As the Confederacy’s hopes dwindled further, its currency spiraled accordingly. By the end of 1864, the Confederate dollar’s worth had decreased so markedly that a turkey sold for $155, while a ham went for $300. In mid-1865, when Richmond fell and Lee surrendered, the currency lost all value.[5]

5 Ex-Soviet Siblings: The Belarusian Ruble & Yugoslavian Dinar

Neither Belarus nor Yugoslavia handled the fall of the Soviet Union particularly well. Both Mother Russia orphans had their share of separation anxiety turned financial panic.

In Belarus, the government went from authoritarian to…well, authoritarian. In fact, its first president is its current president. Elected in 1994, Alexander Lukashenko is currently Europe’s longest-serving “president,” which in Eastern Europe increasingly means “dictator.” In the decade following independence from the USSR, Lukashenko oversaw a killer combination of feverish currency printing, price controls, and productivity stifling industry nationalization.

The Belarusian Ruble soon added three zeros to all bills—an accounting trick against runaway inflation. It recently hit an all-time low against the U.S. dollar, owed in part to its growing diplomatic isolation.

Meanwhile, from 1992 to 1995, the countries comprising the Social Federalist Republic of Yugoslavia ruined, introduced, and re-ruined various iterations of the fractured territory’s dinar. At the height of its hyperinflation, the rate of price increases was more than 100% PER DAY, and in just two years jumped by more than a QUADRILLION percent—that’s a 1 with 15 zeros after it.

Eventually each fledgling nation went its own fiscal way. For example, Serbia introduced its own dinar in 1997, while Montenegro used the German Deutsche Mark starting in 1995 before switching to the Euro in 2002.[6]

4 The Weimar Papiermark

It’s one thing for a breakaway republic like the Confederacy to bet the house on a war’s outcome. It’s quite another for an established nation to do so.

To finance World War I, Germany abandoned its gold standard and funded the protracted conflict by borrowing. After a four-year stalemate that left millions dead while accomplishing very little, the Weimar Republic amassed a war debt in the hundreds of billions. Its infrastructure and economy were decimated…AND it owed reparations to similarly ravaged nations, especially France, to the tune of 132 billion marks—about U.S. $269 billion in today’s money.

The reparations’ terms were crushing. Germany’s first installment of 50 billion marks came due in mid-1921, but there was a catch: the money had to be backed by hard assets and could therefore not be paid in the rapidly depreciating mark. The haste to purchase foreign currency only worsened the mark’s devaluation.

Dataset>
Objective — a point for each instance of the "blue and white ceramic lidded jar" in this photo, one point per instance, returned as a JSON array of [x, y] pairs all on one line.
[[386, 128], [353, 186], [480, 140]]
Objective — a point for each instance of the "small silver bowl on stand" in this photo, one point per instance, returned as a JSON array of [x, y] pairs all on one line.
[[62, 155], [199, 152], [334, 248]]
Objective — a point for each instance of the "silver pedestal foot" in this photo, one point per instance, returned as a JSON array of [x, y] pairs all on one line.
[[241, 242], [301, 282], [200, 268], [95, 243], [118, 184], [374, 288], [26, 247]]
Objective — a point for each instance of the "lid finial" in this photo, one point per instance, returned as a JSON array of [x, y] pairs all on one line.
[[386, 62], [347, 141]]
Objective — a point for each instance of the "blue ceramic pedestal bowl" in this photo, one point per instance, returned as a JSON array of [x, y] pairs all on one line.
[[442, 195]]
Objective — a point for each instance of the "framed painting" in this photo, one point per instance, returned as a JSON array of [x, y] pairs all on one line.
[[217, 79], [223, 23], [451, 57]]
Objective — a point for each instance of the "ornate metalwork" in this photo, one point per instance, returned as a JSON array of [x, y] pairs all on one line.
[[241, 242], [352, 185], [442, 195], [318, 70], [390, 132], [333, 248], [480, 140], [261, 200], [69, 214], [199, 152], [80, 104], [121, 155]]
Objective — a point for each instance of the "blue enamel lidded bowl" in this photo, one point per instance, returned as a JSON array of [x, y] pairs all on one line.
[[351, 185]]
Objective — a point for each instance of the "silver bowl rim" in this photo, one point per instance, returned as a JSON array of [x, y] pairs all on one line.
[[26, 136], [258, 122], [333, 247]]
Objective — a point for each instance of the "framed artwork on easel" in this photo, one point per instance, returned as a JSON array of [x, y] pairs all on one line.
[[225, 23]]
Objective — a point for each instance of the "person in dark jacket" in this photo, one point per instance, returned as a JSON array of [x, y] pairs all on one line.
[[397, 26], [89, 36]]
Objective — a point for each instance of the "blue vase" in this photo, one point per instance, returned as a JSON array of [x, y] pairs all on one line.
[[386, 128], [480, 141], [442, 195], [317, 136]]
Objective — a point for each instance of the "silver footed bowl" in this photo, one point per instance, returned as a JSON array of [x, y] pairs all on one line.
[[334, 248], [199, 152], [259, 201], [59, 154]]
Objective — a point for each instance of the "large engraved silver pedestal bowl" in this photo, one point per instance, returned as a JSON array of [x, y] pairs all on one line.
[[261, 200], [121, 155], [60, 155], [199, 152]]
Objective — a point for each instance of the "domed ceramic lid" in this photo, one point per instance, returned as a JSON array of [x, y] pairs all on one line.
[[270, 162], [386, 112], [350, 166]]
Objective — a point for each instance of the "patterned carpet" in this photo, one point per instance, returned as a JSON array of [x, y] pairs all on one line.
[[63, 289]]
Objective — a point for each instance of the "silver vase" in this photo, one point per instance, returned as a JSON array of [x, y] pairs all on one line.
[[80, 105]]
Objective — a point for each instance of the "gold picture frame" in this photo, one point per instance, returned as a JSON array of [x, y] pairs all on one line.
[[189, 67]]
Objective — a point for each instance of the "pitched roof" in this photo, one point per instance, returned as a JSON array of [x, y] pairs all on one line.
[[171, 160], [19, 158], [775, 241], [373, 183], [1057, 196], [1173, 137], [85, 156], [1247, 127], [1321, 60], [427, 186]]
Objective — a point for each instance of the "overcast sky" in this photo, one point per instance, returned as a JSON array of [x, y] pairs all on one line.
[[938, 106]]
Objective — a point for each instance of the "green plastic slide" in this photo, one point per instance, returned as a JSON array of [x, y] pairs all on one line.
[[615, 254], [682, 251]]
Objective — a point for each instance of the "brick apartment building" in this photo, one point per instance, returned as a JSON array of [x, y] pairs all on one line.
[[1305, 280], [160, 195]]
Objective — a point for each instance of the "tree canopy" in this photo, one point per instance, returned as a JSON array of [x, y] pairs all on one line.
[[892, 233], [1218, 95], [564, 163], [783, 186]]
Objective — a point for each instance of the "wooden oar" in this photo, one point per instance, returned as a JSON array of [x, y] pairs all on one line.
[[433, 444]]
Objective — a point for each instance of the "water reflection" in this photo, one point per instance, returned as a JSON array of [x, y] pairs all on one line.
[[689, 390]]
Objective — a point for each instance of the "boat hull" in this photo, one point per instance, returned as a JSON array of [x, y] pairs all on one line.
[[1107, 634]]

Your task> Resume the text about collapsing currencies, picking up right after its last sentence. The records that come after the text are separate material and have no connection to it.

Reply>
The following year, Germany’s cost of living increased 17-fold in six months. Then, caught in a deadly cycle of printing increasingly worthless money to buy foreign assets to fund its war debt, Germany defaulted on a payment and promptly had its chief manufacturing region, the Ruhr Valley, occupied by France and Belgium.

All this is a great way to spark a populist uprising and another World War, which it eventually did. As for Germany’s WWI debt, that was eventually settled…after NINETY-TWO YEARS. The final payment of 70 million euros was made in 2010.[7]

3 Dogecoin

OK, Dogecoin isn’t totally dead. But it’s on life support, and the vet is in the other room with a forever needle.

In 2013, the cryptocurrency Dogecoin was launched without much fanfare; in fact, it was among the first such cyber-currencies introduced largely in jest. Gracing the coin’s hypothetical face is Doge, a Shiba Inu dog whose cute, quizzical expression had become a popular Internet meme.

Dogecoin’s website had a tongue-in-cheek desire to “take over the world.” Soon, the joke was taken seriously, with folks saying “Oh, hi Doggy” faster than Tommy Wiseau. Dogecoin raised $8 in just two weeks and, by May 2021, had an impressive market capital of $85 billion. Two months later, it topped a collection of Memes That Changed History on a cankerous little site called Listorati.

Unfortunately, Dogecoin’s investors aren’t laughing so hard anymore. In late June 2021, Forbes highlighted a number of cryptocurrencies experiencing market freefall in an article creatively titled “Downward Facing Dogecoin.” About that time, the bottom began falling out of several other Bitcoin competitors.

In early January 2022, Dogecoin dropped to 8 cents, with investment experts warning it might completely collapse. Sometimes when a currency is launched as a joke, the punchline ends up landing on investors.[8]

2 OneCoin

Another famously failed cryptocurrency collapsed…because it never existed.

In 2014, self-proclaimed “CryptoQueen” Ruja Ignatova launched OneCoin. Touting the new cryptocurrency as a “Bitcoin Killer,” she grabbed publicity and lured investors by hosting glamorous events around the world, including one in London’s Wembley Arena.

Ignatova claimed some 120 billion OneCoins were available through the always-suspect process of crypto mining. From there, they could be used like any other online currency through a dedicated OneCoin e-wallet.

Key to OneCoin’s initial fundraising was the sale of educational materials, including courses on cryptocurrencies, trading, and investing. The courses were part of a multi-level marketing effort—legalese for “pyramid scheme”—where buyers were offered rewards for bringing in more participants. Those who purchased these “course packages” were to receive tokens used to mine OneCoins.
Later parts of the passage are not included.